--- TRECHO ---
BSM: Esta não é uma questão colocada no texto, mas claro que surge como uma demanda quando se trabalha com filme. Não tenho uma abordagem mais abrangente para isso: ao contrário, minhas estratégias são contidas e evoluem cena a cena. Vou dar um exemplo: no início do filme, há um momento em que os personagens tomam banho após a batalha. Eles estão recebendo os raios do sol, sentados no rio, seus corpos resplandecentes. Esta imagem contém uma atração sexual inegável. Mas como você a recebe depende de seu posicionamento enquanto espectador. Seguindo o pensamento de Wittig, quis apresentar ao espectador um sujeito universal que não é feminino nem masculino. Claro, isso só pode funcionar se o filme tiver criado um mundo em que um além-gênero seja possível — através, por exemplo, da aparência das personagens e da maneira como interagem. O que eu pretendia fazer era convidar os próprios espectadores a se identificarem com um tipo diferente de sujeito, para que incorporassem a condição de espectador de forma distinta. É isso que o livro faz: no decorrer da leitura do texto, você passa a se identificar como um tipo de sujeito diferente de quem você era até aquele ponto. E é por isso que este livro continua sendo tão importante: é um espaço onde você pode entrar e respirar livremente por um momento.

CG: O livro e o filme se passam na “Amazonian”, um espaço distante e imaginário para Wittig, mas para você a floresta tropical faz parte do lugar onde você vive e trabalha. Você pode me contar mais sobre esse processo de transposição?

BSM: Eu me senti convidada a pensar na interação entre pensamento e paisagem porque o texto tenta descrever todas essas tribos de mulheres em diferentes lugares. Mas, por vezes, as paisagens tropicais aparecem de forma um pouco simplória no texto: você imagina guerreiros se organizando com armas fantásticas, mas as descrições de seus arredores não são tão ricas quanto as dos lugares que Wittig conhecia muito bem, como a Alsácia. Ainda assim, ela tenta imaginá-los, o que me pareceu um convite para refletir sobre como suas ideias poderiam se transformar caso pensássemos nelas diretamente dos trópicos, de Porto Rico. O que acontece é que a ambientação e o grupo de mulheres que nós vemos transformam o centro imaginado do texto.

--- ENUNCIADO ---
Retome a entrevista sobre a adaptação do livro de Wittig para o cinema, partindo da última frase apresentada. As linhas são material à parte, sem relação com a entrevista.

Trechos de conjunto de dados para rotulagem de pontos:
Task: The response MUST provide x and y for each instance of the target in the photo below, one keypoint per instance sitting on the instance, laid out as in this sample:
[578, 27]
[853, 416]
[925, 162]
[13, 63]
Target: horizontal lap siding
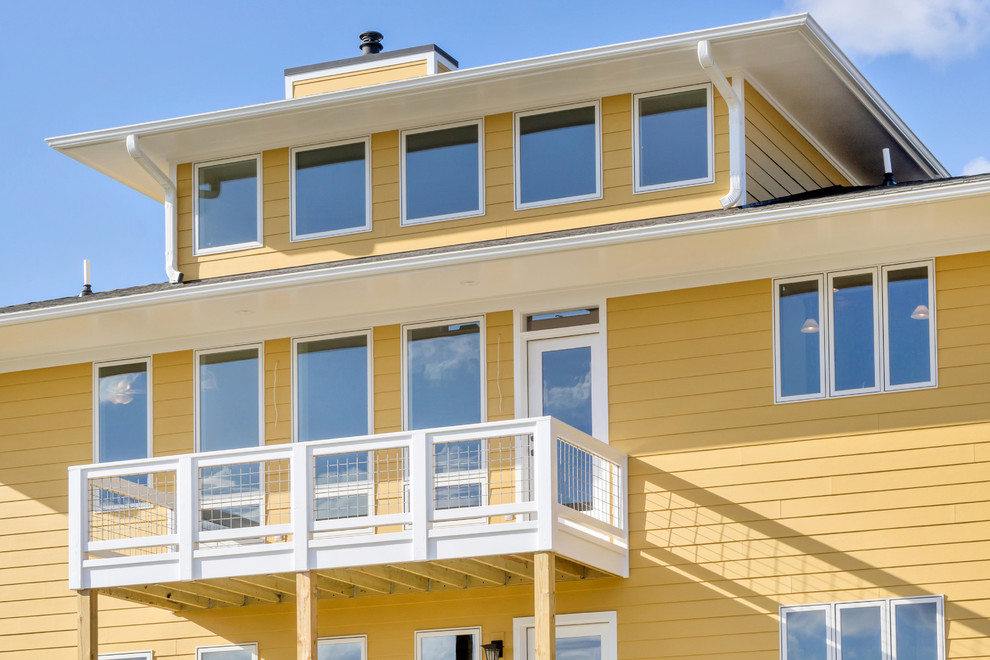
[779, 160]
[500, 220]
[738, 506]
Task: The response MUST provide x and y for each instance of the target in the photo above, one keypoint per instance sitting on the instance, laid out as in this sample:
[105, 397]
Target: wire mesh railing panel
[244, 495]
[132, 506]
[588, 482]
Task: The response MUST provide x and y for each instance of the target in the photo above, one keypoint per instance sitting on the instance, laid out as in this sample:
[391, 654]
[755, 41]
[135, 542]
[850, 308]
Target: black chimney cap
[371, 42]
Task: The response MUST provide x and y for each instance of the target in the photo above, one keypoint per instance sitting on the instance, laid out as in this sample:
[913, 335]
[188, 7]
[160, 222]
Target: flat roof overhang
[551, 272]
[789, 59]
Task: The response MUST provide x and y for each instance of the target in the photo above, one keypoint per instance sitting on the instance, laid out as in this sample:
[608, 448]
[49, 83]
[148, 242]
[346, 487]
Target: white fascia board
[736, 220]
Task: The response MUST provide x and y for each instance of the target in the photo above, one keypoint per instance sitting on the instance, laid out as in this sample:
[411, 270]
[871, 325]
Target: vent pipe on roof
[888, 171]
[171, 212]
[371, 42]
[733, 95]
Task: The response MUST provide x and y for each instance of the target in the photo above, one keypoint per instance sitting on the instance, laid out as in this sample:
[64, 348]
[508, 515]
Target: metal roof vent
[371, 42]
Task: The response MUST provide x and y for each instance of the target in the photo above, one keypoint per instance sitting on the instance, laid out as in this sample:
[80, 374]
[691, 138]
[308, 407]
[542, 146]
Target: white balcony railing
[468, 491]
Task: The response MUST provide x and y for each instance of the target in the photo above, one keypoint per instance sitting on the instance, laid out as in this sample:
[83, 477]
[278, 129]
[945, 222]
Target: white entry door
[566, 381]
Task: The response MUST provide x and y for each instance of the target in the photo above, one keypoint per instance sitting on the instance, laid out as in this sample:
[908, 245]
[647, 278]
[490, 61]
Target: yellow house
[670, 349]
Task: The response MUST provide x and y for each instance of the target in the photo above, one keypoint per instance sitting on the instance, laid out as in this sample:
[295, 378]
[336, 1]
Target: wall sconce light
[493, 649]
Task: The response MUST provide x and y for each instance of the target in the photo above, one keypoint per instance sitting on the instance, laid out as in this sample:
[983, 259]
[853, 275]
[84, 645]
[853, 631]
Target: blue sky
[68, 67]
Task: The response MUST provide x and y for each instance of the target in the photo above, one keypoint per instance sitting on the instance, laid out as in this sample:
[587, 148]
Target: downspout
[733, 95]
[171, 212]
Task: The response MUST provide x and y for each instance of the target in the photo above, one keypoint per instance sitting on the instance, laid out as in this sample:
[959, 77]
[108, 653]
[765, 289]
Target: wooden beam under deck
[411, 577]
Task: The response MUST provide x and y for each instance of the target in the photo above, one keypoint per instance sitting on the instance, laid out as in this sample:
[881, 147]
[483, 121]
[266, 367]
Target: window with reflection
[558, 156]
[673, 139]
[343, 648]
[889, 629]
[228, 205]
[332, 381]
[879, 324]
[331, 190]
[442, 173]
[123, 411]
[457, 644]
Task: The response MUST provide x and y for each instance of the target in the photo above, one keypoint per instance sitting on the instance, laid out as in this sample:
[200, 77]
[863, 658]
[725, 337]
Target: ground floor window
[450, 644]
[890, 629]
[585, 636]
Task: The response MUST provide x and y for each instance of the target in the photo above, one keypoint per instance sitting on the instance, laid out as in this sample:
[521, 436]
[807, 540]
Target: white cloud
[940, 30]
[978, 165]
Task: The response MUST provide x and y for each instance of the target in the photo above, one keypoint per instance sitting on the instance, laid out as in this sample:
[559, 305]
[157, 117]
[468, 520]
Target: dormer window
[227, 214]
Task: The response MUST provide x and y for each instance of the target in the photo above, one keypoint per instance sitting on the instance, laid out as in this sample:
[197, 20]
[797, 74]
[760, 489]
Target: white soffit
[788, 58]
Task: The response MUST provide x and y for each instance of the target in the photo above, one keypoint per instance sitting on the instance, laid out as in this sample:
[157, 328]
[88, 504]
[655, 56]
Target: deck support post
[88, 624]
[544, 588]
[306, 615]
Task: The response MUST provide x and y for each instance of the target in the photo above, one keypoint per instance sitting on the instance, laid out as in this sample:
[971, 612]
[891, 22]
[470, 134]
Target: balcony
[444, 508]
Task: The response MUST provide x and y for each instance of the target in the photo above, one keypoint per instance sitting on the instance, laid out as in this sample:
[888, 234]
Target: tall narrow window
[910, 317]
[332, 387]
[227, 205]
[229, 399]
[558, 156]
[123, 417]
[673, 139]
[331, 190]
[799, 339]
[442, 173]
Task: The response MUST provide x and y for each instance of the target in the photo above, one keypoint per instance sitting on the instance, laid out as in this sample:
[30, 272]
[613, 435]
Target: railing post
[78, 526]
[545, 481]
[186, 502]
[420, 490]
[301, 498]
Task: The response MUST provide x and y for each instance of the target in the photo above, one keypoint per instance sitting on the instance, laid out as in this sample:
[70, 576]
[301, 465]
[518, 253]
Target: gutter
[733, 95]
[171, 212]
[739, 219]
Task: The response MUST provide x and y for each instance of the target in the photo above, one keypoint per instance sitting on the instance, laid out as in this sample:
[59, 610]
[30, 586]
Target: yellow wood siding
[779, 160]
[363, 78]
[500, 220]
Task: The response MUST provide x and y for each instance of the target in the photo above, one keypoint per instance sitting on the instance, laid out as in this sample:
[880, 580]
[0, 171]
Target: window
[444, 387]
[228, 652]
[333, 387]
[855, 332]
[558, 156]
[227, 213]
[891, 629]
[584, 636]
[331, 190]
[123, 411]
[453, 644]
[343, 648]
[442, 173]
[672, 132]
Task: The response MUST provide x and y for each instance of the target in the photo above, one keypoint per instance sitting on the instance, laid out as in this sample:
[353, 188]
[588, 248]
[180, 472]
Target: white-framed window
[122, 415]
[442, 172]
[579, 636]
[887, 629]
[352, 647]
[228, 652]
[444, 385]
[331, 189]
[449, 644]
[855, 331]
[673, 138]
[227, 205]
[558, 155]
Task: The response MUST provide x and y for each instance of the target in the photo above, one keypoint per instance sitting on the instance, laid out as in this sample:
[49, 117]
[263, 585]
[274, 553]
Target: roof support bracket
[733, 95]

--- RESPOSTA DO EXERCÍCIO ---
CG: Como você trabalhou com as atrizes?

BSM: Às vezes eu pedia que as artistas improvisassem, partissem de algo do texto, usando-o como base para imaginar outro tipo de fala. É aí que as diferenças mais marcantes entre o texto e o meu filme se situam, elas são mais perceptíveis nos momentos em que as atrizes estão falando e improvisando. A improvisação é crucial para mim, além de deliciosa: traz um sentimento de que outra pessoa está apresentando o filme para você. Adoro essas surpresas. Por exemplo, eu havia pedido a Ivette Román, uma performer vocal, que produzisse uma espécie de “canção do início da linguagem”. Ela criou uma performance incrível de 15 minutos de duração, em que gradualmente transforma sons muito básicos em uma espécie de hino. Aqui, como em outras situações, meu objetivo foi amplificar sugestões do texto, e nesse sentido não se trata de uma adaptação: o filme é inspirado no texto.

CG: Estou intrigada com as suas escolhas estéticas: de várias maneiras, o filme parece ter sido feito nos anos 1970.

BSM: Eu queria que parecesse que o início dos anos 1970 estava nos visitando. Adoro filmes de ficção científica daquela época e queria recriar essa estética através da utilização de efeitos muito simples. Por exemplo, a cena do cosmos foi filmada em um aquário. Eu queria ver quanto do filme poderia ser feito como um processo coletivo ao invés de um trabalho isolado de pós-produção. Eu costumo trabalhar com muito pouco, não uso sequer luzes artificiais, muito menos drones ou tomadas aéreas. O filme é produzido através de métodos muito simples: luz natural, uma câmera em um tripé, movimentos simples. É a riqueza do som que transmite a afetividade visceral.

CG Você pode nos falar sobre a trilha sonora, que é ao mesmo tempo linda e desnorteante?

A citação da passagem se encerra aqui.